[AIM OF THE EXERCISE]
Please count the lines below that contain the string "road" and reply with only that number.

[SUPPLIED RECORDS]

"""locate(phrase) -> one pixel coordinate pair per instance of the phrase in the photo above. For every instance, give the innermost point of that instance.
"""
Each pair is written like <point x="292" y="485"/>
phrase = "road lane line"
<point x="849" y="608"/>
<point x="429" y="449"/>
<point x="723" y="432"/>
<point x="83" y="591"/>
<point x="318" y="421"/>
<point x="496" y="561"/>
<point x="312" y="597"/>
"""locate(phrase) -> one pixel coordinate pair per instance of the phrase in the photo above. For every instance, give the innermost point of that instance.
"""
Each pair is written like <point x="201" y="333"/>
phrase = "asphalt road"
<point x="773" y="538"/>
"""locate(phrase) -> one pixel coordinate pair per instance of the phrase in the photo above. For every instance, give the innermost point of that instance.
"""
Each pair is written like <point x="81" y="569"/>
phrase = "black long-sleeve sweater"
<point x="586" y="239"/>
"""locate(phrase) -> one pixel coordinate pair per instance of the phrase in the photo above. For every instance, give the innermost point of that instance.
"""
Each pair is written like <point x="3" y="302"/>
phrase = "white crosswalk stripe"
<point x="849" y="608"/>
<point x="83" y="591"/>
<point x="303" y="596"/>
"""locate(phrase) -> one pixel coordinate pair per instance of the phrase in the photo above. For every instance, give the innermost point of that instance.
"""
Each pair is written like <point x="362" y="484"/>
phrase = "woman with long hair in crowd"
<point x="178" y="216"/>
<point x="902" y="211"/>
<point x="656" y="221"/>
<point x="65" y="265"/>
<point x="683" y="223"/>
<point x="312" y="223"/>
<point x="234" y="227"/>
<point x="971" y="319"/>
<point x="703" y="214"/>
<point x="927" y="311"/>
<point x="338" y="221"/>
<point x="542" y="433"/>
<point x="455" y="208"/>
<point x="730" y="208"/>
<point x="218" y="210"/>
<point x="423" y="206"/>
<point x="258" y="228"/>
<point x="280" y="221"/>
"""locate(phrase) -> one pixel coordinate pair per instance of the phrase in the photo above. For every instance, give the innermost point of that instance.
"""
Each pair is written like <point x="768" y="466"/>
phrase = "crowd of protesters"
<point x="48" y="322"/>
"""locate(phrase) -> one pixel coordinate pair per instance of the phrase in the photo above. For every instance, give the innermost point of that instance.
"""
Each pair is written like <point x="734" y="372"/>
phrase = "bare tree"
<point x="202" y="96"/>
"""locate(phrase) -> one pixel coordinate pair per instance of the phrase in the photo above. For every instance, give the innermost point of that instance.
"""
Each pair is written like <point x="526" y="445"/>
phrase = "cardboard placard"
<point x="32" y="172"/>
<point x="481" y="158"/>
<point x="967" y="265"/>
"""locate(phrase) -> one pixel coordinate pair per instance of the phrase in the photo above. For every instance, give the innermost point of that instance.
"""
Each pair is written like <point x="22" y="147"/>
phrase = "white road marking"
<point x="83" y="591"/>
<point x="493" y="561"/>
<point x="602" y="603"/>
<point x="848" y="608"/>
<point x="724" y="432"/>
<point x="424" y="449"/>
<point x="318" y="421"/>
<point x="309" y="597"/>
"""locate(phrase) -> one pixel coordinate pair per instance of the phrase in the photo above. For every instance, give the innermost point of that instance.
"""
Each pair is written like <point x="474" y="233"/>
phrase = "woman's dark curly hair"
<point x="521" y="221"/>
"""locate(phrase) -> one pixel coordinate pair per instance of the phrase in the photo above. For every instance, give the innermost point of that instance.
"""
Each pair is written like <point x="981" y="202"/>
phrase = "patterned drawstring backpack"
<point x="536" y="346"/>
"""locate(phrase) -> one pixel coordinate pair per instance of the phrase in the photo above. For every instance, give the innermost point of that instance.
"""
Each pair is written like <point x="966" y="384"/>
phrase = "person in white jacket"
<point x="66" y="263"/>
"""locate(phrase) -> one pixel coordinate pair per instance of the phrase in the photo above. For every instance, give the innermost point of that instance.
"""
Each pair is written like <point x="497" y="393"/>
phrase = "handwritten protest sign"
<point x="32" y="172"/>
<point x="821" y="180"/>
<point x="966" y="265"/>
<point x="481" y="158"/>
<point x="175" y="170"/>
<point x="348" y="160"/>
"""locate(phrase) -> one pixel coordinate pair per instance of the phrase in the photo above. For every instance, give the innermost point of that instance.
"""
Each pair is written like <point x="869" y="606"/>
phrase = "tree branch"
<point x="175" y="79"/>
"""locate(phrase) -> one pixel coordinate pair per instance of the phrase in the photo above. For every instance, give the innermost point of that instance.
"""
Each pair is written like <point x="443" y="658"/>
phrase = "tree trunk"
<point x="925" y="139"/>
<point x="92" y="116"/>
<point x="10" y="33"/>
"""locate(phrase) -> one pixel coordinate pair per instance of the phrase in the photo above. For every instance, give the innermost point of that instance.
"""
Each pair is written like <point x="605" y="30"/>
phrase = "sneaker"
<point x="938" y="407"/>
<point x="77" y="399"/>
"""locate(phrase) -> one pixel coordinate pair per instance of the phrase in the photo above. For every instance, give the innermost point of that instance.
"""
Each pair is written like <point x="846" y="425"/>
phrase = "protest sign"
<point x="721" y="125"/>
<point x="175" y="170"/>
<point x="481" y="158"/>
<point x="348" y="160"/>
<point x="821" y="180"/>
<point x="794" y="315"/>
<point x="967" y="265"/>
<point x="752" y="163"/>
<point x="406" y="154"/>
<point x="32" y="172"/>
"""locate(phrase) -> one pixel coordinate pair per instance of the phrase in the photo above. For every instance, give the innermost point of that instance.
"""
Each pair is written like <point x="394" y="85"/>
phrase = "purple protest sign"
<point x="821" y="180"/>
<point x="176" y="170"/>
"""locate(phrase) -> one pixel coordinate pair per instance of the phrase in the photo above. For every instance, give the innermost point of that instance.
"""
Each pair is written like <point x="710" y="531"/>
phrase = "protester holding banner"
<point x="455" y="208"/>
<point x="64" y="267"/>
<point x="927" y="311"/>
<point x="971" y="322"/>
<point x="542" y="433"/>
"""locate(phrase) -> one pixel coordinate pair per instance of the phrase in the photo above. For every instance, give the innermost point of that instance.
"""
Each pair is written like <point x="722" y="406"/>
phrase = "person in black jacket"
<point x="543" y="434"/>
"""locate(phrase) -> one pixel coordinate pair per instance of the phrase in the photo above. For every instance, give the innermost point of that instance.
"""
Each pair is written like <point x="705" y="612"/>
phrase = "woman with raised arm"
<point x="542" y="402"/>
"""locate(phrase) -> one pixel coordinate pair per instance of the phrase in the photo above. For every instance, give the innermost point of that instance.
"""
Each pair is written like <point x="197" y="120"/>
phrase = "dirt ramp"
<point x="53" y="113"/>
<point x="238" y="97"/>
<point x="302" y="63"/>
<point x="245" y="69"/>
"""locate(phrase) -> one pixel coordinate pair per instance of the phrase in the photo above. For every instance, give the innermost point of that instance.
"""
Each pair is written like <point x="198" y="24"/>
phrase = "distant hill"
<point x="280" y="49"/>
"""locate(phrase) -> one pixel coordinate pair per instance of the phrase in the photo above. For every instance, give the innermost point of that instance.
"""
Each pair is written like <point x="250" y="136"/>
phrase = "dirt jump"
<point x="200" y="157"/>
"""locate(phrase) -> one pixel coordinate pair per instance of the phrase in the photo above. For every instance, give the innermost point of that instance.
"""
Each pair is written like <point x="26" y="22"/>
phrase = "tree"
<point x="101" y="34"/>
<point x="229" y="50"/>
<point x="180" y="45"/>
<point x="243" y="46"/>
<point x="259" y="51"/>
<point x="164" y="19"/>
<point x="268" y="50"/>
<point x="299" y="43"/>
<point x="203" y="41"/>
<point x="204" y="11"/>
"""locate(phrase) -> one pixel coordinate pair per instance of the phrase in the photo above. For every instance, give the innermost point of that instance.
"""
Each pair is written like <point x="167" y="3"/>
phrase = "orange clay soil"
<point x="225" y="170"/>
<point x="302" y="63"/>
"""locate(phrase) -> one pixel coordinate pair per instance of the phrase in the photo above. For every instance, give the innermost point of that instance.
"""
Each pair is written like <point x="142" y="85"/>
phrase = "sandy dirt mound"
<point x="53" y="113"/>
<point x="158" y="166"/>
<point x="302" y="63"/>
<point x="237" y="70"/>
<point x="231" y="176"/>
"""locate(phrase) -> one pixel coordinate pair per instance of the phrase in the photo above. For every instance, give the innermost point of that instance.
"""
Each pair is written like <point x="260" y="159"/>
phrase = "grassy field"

[COMPLETE OUTPUT]
3